__What the task requires__.
Search the entries for lines that contain the word "hood", and report each one found.
Material to process section start
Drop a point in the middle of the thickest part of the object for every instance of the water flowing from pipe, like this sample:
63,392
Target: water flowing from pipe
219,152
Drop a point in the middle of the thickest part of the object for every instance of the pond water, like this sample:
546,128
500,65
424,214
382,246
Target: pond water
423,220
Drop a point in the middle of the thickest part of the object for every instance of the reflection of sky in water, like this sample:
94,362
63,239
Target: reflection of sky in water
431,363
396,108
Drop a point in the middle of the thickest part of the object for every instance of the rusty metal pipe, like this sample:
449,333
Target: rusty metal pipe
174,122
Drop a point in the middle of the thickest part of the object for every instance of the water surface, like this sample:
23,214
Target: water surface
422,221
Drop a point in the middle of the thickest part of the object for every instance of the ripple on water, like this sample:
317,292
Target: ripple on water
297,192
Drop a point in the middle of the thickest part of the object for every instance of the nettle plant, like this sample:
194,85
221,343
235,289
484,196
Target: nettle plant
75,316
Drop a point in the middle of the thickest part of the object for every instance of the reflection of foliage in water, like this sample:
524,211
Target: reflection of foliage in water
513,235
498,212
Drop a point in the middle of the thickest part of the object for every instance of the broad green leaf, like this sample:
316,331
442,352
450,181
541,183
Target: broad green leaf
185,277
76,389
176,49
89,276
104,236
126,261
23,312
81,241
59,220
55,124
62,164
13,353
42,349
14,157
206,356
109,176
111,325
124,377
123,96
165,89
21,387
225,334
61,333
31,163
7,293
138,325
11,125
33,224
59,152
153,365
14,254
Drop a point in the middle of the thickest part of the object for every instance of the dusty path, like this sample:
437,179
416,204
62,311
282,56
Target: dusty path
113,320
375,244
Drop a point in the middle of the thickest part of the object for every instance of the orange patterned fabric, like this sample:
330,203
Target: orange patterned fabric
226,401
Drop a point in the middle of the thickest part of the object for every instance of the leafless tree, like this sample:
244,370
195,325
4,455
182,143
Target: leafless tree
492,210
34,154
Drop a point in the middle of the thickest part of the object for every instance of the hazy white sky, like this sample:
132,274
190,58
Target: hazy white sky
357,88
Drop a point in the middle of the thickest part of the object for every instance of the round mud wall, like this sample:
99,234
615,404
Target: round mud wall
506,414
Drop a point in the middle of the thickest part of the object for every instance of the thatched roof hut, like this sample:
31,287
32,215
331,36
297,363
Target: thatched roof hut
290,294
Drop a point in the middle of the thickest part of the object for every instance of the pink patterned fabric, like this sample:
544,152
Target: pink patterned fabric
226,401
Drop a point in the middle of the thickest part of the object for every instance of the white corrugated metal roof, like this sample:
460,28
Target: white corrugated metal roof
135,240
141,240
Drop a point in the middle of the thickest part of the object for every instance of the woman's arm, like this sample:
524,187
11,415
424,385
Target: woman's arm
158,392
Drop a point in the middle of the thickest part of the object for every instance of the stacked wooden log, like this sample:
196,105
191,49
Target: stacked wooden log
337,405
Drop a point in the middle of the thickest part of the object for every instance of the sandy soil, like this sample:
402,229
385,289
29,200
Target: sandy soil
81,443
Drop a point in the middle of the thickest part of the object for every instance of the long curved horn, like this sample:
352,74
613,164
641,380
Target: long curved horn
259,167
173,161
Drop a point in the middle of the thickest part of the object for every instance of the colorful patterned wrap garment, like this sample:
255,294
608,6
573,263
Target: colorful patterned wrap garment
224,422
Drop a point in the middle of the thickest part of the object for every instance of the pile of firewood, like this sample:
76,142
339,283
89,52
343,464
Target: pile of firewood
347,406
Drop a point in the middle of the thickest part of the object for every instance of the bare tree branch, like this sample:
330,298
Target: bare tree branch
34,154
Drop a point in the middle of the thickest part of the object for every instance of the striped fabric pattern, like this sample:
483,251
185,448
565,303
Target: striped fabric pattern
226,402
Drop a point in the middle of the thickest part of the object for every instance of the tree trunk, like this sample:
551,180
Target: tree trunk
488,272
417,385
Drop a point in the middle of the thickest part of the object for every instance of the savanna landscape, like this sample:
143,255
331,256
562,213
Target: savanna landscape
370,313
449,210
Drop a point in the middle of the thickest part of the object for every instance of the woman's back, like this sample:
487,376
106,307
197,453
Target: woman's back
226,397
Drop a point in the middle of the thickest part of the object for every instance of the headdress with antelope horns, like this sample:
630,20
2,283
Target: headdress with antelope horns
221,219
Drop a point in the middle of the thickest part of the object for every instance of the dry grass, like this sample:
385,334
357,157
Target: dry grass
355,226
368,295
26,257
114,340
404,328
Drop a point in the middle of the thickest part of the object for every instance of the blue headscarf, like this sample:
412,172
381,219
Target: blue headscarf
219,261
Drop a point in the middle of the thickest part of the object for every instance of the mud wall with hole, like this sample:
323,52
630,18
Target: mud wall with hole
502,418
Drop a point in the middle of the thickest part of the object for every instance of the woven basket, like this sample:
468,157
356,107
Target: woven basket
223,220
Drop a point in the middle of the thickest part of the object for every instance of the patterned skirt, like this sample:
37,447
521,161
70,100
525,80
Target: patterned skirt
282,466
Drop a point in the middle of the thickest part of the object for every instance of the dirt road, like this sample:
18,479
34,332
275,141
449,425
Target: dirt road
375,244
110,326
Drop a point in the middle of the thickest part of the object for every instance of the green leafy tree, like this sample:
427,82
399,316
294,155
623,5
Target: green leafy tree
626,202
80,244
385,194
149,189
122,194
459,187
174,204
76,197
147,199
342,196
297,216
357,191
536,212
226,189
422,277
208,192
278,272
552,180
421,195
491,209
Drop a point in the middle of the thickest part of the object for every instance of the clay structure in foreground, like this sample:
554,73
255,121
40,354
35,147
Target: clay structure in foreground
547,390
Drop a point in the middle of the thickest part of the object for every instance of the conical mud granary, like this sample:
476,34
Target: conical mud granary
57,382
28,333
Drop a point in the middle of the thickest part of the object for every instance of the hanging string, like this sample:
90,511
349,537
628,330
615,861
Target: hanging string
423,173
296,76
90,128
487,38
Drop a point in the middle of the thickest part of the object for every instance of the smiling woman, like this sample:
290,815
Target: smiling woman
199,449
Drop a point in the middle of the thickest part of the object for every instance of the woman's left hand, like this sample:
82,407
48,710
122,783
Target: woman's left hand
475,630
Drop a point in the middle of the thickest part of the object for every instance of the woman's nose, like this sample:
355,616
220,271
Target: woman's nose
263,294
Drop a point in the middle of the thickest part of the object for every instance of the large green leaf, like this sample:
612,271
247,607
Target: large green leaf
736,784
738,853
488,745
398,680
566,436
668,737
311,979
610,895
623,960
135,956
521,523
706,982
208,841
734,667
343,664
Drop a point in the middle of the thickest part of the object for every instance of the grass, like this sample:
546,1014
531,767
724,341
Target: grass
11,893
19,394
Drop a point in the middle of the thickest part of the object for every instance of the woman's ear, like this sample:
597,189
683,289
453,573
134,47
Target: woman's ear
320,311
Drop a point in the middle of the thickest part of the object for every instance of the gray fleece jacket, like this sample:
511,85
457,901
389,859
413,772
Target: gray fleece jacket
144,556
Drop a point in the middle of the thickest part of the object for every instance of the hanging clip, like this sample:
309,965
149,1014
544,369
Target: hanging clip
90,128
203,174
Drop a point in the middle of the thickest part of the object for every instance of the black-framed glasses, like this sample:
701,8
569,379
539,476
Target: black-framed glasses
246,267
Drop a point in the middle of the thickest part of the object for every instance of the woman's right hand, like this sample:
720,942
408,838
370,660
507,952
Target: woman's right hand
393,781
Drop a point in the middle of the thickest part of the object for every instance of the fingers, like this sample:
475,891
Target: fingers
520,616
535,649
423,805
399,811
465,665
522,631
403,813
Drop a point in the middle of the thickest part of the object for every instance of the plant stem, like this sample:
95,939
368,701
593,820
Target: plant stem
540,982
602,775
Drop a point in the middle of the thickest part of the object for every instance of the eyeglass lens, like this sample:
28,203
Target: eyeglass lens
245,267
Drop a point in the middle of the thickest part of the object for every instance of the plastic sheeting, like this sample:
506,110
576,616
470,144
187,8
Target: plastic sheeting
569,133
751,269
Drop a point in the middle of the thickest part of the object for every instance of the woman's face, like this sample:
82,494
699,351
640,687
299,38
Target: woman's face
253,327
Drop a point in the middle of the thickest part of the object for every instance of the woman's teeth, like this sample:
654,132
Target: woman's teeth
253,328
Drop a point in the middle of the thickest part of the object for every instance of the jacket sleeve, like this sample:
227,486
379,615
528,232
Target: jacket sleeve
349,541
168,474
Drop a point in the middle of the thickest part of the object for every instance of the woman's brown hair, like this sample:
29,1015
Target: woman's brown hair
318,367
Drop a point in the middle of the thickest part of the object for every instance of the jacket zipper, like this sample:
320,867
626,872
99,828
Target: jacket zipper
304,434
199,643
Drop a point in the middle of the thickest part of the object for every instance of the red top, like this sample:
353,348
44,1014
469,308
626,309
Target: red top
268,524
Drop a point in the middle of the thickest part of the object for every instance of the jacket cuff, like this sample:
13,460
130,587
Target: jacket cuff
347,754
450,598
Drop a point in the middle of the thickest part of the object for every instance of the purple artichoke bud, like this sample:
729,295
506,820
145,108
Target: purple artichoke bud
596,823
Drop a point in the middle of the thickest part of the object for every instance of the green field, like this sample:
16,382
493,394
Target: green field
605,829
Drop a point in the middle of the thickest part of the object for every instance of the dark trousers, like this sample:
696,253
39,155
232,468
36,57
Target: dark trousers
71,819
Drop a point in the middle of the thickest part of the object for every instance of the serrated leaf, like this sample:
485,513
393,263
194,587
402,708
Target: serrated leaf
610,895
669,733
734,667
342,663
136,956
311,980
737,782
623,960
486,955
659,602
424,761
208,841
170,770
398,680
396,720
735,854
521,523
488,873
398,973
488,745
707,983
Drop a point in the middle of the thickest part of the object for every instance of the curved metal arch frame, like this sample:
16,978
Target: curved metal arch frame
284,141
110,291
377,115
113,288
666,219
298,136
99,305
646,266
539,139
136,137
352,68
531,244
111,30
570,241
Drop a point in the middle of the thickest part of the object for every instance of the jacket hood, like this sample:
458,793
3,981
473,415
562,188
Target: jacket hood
Material to process section end
__Answer to the exercise__.
Drop a point in the middle of the thickest part of the object for every instance of the jacket hood, like this sample:
Target: jacket hood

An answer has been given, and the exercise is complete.